■ Exercise task ■
Report each line in the data below that contains the word "coffee".

■ Data for this task ■
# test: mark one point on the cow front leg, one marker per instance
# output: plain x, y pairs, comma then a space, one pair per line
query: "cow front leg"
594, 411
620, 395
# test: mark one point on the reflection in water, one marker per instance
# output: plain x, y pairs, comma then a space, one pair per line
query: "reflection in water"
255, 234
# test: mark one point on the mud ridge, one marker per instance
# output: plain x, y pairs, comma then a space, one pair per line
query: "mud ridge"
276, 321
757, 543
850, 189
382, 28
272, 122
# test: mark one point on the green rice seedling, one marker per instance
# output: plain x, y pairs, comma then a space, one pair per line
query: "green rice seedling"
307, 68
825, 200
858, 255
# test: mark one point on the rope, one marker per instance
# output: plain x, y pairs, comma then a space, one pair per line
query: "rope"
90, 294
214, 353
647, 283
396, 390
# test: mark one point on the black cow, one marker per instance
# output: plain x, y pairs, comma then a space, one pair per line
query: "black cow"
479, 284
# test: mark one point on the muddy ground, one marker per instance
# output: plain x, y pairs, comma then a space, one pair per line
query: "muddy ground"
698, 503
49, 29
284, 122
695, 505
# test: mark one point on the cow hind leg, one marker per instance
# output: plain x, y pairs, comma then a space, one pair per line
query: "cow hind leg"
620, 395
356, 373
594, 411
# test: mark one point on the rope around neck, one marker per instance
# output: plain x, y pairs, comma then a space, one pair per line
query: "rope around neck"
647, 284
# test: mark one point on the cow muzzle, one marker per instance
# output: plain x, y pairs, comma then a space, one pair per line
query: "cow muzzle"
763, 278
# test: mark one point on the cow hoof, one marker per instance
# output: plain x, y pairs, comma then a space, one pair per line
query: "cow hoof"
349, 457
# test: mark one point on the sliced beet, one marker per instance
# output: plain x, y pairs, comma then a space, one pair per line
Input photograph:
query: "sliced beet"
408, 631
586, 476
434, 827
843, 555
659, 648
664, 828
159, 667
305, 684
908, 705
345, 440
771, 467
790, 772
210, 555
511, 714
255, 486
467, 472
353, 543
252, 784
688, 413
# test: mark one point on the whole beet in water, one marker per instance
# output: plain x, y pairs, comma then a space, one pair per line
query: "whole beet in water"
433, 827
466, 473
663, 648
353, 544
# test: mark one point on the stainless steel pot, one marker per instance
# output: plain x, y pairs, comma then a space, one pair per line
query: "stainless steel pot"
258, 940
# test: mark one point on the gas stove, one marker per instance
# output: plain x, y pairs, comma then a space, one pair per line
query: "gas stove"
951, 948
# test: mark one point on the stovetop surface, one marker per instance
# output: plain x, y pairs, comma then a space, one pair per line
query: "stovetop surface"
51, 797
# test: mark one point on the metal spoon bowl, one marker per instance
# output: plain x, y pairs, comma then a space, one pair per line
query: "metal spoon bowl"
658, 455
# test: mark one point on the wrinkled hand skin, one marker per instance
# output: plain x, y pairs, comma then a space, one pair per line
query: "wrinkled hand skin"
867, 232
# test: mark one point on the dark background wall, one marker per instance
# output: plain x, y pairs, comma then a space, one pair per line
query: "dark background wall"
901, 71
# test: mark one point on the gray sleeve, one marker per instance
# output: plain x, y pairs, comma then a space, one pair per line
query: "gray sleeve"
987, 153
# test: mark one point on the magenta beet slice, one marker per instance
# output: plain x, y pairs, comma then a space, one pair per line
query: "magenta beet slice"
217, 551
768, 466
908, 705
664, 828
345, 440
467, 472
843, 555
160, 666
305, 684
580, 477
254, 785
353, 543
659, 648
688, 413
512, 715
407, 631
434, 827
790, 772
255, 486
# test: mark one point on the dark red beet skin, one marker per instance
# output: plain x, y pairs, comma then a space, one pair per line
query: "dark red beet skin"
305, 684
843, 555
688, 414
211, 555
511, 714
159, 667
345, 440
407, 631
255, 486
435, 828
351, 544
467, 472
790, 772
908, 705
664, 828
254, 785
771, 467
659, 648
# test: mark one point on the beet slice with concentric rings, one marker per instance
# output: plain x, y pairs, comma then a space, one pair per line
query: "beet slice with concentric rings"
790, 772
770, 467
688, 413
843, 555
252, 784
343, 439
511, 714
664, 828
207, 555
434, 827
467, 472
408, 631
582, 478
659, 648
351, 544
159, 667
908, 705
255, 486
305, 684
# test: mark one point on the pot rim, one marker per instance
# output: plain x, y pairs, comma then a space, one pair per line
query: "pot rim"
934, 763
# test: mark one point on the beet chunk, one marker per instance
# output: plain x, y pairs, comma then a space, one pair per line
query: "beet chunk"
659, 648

...

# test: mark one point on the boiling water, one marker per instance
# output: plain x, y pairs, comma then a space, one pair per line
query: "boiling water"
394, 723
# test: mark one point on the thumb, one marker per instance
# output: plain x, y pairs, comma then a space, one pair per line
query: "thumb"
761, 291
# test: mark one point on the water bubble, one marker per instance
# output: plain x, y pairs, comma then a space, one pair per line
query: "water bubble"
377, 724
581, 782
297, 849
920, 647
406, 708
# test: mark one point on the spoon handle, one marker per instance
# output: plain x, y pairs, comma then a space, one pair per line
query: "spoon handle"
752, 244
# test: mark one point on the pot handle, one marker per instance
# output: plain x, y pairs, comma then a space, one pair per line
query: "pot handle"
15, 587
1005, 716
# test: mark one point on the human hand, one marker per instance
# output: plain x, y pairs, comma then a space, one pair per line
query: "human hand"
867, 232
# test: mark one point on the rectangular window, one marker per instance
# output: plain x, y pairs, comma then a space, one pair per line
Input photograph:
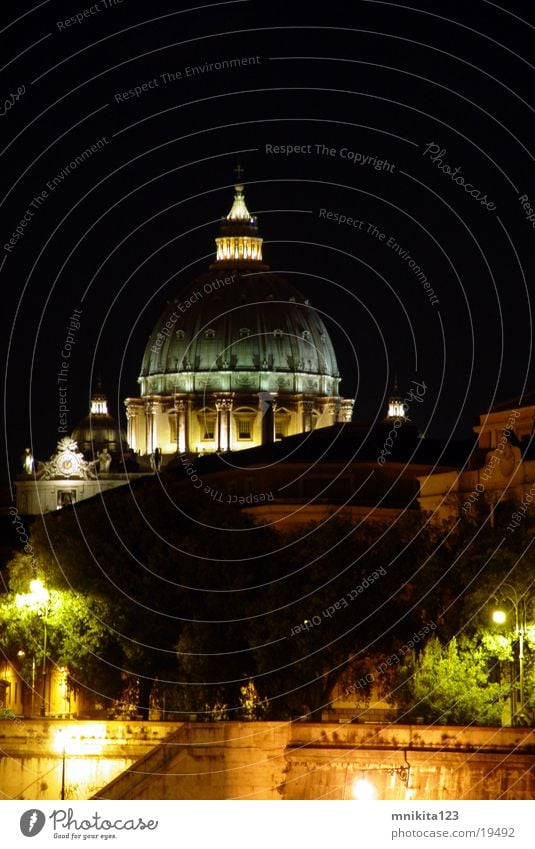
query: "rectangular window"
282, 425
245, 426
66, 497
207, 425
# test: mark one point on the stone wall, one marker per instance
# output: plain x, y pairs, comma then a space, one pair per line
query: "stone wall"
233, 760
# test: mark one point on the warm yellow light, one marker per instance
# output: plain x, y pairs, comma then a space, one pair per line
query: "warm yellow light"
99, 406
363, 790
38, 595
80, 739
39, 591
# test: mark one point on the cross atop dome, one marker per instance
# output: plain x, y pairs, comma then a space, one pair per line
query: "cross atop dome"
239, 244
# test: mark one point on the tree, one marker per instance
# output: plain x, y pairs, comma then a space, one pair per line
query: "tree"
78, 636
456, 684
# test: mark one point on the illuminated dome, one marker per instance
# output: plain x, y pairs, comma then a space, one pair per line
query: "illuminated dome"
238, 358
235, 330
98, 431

...

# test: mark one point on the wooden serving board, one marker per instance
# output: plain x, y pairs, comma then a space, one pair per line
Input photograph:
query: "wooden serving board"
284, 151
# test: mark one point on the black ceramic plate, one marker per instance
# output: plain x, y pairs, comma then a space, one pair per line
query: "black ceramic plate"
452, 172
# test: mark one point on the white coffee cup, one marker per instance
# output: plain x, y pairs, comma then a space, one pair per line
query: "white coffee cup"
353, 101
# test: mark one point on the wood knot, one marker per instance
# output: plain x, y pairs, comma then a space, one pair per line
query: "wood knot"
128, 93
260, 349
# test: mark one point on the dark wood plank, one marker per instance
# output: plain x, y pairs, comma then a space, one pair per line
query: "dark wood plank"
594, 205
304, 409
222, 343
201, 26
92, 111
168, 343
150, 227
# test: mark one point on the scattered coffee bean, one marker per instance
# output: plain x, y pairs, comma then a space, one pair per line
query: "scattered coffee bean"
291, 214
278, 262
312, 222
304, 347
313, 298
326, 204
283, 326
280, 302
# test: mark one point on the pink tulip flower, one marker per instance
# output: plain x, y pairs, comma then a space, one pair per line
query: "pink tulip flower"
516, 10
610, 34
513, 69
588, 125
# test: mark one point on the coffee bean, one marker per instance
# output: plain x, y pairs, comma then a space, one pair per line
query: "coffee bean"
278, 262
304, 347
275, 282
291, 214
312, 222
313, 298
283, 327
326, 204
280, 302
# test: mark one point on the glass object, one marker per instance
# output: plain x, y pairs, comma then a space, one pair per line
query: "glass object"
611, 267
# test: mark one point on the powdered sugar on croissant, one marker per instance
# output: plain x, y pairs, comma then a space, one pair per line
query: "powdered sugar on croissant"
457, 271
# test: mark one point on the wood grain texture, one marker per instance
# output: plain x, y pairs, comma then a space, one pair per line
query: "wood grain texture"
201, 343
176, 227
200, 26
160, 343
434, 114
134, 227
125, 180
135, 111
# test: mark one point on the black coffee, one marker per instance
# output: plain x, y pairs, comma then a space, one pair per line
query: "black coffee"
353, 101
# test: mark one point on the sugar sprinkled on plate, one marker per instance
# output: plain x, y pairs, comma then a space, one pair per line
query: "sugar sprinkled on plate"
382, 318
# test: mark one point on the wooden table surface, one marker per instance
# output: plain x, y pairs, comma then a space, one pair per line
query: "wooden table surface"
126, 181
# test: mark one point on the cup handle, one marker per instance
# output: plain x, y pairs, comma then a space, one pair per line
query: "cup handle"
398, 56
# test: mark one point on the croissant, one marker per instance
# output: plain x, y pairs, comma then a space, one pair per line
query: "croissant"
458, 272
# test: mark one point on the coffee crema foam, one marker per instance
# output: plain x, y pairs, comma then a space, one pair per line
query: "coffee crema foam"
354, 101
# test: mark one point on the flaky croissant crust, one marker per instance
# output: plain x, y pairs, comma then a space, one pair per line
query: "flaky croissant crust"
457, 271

■ Right answer ■
# test: mark one point on the white coffee cup, one marker per instance
query: "white coffee cup"
# test: mark one point on the scattered coffee bean, one marker per instance
query: "scattered coffee bean"
# test: mark one point on the coffee bean, one marker per instance
query: "coffee bean"
# test: mark one point on the black coffee, one marker per instance
query: "black coffee"
# test: mark one point on the coffee crema foam, one marker per instance
query: "coffee crema foam"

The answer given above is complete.